In the listing that follows, determine how many lines include the word "below". Respond with that number alone.

-- Stored data follows --

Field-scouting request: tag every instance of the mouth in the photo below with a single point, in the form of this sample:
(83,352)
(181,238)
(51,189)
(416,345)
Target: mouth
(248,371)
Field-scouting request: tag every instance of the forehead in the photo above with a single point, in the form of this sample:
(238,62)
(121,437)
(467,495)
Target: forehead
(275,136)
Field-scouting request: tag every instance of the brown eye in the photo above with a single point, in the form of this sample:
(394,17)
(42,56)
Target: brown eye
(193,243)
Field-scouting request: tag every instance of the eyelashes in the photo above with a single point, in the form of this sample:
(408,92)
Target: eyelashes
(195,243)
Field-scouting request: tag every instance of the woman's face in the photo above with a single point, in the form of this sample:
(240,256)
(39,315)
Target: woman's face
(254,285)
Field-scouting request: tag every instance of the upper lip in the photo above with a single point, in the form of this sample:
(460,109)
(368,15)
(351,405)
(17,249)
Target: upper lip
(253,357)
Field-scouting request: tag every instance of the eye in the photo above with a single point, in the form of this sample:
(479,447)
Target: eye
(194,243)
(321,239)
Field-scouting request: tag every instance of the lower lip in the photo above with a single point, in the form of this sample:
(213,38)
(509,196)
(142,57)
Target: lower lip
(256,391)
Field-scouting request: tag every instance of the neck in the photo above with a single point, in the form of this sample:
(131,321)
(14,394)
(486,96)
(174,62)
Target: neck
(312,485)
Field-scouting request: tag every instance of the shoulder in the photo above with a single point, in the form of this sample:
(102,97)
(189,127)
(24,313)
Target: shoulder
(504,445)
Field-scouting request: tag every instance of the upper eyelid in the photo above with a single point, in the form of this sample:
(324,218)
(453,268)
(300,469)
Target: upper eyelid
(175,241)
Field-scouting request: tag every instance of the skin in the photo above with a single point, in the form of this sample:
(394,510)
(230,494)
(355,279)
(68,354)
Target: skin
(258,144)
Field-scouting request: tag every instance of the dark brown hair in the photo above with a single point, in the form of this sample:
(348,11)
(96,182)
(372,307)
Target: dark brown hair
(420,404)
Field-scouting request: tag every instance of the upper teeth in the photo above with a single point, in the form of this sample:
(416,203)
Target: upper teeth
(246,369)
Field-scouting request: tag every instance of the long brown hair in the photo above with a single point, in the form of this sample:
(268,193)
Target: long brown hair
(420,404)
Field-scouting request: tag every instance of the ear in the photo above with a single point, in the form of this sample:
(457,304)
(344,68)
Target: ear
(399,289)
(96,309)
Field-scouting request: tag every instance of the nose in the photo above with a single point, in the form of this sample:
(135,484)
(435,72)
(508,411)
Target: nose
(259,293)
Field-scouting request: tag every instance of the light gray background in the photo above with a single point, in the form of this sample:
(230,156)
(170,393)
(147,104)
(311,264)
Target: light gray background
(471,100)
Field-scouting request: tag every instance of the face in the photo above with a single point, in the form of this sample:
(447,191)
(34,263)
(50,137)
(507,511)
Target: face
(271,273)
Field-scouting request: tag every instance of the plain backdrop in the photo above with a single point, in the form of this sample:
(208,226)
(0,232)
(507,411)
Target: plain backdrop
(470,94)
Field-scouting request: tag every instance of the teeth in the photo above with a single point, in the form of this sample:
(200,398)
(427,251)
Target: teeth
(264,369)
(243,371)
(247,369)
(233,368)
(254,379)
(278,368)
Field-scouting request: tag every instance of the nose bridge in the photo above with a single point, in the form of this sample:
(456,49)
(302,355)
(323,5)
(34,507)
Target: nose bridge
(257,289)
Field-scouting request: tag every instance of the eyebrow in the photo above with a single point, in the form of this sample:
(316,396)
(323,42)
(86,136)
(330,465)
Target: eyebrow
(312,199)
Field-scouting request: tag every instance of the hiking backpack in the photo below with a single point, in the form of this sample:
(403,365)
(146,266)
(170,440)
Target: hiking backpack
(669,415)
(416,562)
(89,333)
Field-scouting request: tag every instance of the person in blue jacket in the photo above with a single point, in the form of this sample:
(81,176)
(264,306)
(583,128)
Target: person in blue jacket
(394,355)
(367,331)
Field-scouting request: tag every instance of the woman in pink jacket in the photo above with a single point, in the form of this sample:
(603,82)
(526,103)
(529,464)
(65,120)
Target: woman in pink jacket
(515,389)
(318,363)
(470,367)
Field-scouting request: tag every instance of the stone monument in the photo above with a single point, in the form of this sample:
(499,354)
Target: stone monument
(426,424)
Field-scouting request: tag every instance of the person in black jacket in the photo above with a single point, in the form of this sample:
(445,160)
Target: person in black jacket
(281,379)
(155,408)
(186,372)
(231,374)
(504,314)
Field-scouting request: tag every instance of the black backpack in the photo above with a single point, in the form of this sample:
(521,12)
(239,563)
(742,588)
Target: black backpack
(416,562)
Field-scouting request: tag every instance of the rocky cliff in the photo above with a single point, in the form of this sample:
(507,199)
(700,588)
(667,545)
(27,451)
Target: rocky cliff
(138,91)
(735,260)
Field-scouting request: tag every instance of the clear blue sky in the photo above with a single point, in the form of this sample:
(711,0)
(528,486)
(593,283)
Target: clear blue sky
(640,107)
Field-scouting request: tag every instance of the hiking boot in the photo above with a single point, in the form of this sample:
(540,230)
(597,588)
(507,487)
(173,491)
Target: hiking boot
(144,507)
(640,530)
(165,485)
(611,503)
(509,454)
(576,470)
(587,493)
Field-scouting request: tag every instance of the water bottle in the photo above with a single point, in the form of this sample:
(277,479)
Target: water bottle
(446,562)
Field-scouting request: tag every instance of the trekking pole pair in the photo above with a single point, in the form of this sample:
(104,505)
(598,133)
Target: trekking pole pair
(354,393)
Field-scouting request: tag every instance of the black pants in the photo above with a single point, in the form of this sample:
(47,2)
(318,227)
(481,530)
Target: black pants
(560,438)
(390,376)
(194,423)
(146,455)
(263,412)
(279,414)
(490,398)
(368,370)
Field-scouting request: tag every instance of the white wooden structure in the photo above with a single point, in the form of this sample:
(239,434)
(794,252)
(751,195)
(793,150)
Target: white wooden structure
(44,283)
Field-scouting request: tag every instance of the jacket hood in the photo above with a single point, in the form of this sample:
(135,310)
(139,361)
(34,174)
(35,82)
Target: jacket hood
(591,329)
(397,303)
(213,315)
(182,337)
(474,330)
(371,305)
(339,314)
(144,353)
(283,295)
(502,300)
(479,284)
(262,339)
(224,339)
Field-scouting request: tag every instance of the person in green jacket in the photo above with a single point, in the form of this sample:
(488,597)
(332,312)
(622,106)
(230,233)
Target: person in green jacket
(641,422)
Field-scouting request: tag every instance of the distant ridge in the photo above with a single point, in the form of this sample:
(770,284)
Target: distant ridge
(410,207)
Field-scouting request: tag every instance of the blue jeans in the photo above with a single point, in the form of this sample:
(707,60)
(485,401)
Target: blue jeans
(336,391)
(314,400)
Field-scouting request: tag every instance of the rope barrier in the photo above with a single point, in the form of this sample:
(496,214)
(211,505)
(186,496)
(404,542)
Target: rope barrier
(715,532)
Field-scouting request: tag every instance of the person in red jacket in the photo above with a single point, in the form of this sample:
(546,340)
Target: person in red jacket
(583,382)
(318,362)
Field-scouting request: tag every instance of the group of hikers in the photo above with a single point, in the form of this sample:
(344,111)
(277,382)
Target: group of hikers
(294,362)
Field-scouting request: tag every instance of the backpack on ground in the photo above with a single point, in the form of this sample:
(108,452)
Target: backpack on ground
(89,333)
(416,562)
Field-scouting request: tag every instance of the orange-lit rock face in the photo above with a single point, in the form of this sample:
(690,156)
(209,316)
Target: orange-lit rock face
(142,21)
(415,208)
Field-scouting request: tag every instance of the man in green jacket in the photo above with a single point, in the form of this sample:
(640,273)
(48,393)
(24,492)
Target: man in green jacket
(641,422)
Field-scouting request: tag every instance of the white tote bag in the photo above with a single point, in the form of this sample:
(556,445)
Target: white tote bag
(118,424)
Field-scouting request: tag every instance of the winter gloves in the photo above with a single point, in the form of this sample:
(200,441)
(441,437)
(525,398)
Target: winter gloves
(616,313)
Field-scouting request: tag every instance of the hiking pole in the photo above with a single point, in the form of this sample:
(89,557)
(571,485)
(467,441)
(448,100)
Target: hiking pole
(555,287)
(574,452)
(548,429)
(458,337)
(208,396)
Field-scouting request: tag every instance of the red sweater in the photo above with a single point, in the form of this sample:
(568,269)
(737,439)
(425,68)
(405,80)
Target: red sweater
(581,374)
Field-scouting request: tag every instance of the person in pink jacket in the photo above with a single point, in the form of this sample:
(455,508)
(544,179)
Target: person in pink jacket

-- Stored data concluded --

* **Task output**: 2